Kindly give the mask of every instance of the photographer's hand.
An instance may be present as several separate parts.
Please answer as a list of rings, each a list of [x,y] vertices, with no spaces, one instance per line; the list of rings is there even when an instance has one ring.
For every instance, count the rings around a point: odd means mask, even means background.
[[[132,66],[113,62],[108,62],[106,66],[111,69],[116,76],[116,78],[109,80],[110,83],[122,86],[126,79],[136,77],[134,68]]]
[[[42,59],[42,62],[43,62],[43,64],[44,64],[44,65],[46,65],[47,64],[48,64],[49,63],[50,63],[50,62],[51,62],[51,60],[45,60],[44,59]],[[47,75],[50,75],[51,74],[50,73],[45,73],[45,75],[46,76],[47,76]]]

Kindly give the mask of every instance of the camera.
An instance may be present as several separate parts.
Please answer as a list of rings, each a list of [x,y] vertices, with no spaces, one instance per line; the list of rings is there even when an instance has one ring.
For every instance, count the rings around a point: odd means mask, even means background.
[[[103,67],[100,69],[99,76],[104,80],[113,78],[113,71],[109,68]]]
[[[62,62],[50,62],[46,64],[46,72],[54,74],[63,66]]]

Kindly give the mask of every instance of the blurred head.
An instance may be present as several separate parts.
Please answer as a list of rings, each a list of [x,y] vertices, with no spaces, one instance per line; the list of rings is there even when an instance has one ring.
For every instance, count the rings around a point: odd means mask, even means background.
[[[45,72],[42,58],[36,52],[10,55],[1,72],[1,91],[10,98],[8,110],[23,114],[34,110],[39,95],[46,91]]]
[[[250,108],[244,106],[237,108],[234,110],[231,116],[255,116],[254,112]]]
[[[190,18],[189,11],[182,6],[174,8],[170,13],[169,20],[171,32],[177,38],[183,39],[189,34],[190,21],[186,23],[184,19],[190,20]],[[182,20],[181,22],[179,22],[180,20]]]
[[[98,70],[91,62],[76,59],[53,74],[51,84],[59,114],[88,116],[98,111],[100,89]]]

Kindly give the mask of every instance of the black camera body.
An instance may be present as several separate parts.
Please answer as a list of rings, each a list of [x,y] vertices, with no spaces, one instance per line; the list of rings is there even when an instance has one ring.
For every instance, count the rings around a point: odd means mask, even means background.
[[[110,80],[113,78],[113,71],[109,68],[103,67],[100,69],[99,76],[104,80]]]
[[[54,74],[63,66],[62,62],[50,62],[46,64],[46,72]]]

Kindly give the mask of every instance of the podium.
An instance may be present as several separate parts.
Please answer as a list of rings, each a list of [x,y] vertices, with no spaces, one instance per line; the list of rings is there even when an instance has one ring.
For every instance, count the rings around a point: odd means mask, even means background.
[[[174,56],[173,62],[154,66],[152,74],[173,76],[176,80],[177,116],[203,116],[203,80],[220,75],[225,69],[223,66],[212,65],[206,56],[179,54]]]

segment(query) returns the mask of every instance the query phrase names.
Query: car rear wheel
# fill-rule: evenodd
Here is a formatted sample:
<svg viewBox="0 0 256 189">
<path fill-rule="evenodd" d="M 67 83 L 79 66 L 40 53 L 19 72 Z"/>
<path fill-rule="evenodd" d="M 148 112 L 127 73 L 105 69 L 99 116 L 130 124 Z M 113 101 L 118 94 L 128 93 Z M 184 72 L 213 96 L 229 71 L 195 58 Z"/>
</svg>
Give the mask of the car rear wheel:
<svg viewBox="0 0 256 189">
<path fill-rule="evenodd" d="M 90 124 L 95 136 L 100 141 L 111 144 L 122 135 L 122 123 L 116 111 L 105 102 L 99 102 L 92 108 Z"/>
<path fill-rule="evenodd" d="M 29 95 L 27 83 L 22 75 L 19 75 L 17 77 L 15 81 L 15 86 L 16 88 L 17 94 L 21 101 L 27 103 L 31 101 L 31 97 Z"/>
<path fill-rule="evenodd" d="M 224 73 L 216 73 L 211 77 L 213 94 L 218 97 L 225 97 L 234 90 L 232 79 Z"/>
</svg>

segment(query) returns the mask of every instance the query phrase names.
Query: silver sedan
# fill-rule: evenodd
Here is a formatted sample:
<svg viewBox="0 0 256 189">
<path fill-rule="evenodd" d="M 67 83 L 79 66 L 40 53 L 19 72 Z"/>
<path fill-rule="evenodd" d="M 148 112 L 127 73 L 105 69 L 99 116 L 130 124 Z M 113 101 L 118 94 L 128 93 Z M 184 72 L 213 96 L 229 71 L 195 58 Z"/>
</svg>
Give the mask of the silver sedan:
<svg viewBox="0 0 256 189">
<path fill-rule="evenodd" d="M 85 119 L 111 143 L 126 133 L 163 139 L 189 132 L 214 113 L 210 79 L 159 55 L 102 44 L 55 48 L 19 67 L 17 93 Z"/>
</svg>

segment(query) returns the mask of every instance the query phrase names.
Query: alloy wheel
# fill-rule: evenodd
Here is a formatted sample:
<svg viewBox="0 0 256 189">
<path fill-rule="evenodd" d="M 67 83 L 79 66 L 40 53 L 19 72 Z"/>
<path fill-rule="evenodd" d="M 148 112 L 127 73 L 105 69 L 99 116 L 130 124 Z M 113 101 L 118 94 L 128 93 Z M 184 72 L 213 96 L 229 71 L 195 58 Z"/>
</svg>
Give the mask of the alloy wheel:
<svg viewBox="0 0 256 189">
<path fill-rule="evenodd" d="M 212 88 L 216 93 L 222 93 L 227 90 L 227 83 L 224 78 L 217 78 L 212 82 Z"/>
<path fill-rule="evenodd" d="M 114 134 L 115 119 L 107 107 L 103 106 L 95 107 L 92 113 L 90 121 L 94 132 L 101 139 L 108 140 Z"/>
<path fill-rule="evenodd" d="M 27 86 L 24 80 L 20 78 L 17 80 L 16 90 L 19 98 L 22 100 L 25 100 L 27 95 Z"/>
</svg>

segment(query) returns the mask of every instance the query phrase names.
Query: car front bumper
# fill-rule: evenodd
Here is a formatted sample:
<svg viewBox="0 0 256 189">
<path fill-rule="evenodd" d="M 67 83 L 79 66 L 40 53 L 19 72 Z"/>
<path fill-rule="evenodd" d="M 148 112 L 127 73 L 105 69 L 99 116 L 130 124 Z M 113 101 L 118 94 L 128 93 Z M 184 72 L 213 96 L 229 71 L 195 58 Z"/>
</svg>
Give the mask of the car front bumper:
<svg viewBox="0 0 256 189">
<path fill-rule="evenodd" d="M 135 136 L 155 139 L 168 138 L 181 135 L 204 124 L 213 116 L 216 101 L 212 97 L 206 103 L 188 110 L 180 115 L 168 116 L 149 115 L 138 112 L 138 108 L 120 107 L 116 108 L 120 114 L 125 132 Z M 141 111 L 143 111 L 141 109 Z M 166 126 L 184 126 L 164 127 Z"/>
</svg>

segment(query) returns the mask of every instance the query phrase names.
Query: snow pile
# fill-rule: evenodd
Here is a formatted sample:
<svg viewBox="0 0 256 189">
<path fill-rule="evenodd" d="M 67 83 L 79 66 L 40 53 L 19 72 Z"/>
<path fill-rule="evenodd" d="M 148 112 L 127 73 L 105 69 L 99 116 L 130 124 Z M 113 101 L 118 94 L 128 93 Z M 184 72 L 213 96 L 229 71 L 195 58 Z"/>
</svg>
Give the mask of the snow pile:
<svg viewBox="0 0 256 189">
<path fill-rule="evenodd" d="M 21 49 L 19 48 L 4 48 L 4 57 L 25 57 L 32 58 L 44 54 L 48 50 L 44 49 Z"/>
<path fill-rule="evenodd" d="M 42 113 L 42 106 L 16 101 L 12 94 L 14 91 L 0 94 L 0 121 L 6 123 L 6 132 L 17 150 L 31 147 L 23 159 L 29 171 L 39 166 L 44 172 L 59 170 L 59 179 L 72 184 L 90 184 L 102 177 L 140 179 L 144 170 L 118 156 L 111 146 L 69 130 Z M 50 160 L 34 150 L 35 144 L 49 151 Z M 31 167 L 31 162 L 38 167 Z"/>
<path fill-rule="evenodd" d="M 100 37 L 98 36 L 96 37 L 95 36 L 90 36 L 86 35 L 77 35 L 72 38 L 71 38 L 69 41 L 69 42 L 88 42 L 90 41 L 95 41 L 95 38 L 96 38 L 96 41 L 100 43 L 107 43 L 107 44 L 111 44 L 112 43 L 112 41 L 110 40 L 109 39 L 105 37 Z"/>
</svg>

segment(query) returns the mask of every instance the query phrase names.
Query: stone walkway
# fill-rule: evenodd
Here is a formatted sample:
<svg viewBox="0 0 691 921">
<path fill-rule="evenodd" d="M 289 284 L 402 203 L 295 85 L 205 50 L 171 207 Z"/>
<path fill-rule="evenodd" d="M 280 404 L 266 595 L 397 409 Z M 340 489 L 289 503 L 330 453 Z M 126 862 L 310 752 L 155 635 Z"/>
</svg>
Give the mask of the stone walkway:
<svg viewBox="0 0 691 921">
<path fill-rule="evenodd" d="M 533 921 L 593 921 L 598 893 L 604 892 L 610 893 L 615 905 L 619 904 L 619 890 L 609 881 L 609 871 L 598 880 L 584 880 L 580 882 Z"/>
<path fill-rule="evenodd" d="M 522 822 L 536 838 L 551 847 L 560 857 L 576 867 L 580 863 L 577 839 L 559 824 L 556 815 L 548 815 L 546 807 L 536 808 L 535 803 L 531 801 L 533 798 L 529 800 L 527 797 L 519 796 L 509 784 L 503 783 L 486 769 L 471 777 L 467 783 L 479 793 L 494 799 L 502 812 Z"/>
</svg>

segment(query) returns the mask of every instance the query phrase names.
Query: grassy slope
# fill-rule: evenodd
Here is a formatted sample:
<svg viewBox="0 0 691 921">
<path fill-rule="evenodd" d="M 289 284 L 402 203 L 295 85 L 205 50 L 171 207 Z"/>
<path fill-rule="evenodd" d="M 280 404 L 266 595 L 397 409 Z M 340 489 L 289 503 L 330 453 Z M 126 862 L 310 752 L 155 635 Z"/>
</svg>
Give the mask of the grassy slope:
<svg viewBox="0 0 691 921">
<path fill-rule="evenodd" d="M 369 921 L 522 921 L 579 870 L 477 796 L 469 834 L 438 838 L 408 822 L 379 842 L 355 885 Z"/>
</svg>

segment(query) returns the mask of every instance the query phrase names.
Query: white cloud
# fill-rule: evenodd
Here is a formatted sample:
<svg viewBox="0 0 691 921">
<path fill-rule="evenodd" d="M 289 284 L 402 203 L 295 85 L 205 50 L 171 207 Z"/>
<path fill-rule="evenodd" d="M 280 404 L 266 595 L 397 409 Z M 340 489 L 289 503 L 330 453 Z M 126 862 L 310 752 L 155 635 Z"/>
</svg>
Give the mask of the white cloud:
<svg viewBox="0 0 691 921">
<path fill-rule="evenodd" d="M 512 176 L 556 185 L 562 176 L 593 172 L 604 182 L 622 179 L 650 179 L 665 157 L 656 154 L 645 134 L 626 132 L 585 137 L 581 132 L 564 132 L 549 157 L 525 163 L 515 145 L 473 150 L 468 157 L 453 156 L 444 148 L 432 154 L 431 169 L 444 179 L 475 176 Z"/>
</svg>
● ● ● ● ● ● ●
### WHAT TO DO
List every line of the material that contains the word "white", treating uppercase and lowercase as different.

### RESPONSE BELOW
Query: white cloud
Give the mask of the white cloud:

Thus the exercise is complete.